*** 표시된 정보

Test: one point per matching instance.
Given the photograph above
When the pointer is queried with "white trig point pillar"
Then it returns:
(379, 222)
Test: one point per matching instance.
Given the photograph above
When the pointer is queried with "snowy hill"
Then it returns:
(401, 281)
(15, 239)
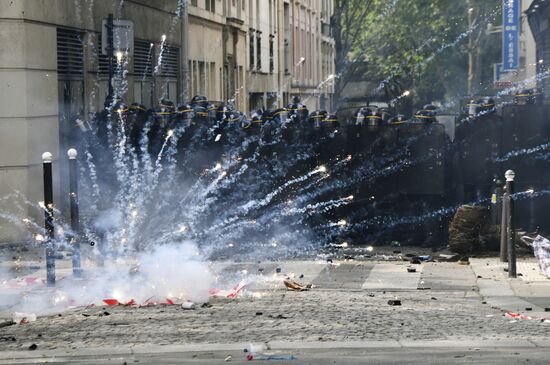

******

수행 과제 — 위 목록의 모든 줄을 빈 줄은 빼고 번호 매긴 목록으로 바꾸어 주십시오. 답에는 그림을 넣지 마십시오.

작업 결과 —
1. Test: one point per matching instance.
2. Given the photograph above
3. When the pointer is queried with "white trig point pillar"
4. Then it returns:
5. (379, 222)
6. Test: one point per matching instance.
7. Given the photograph above
8. When the pointer is queried with "snowy hill"
9. Then it returns:
10. (401, 281)
11. (15, 239)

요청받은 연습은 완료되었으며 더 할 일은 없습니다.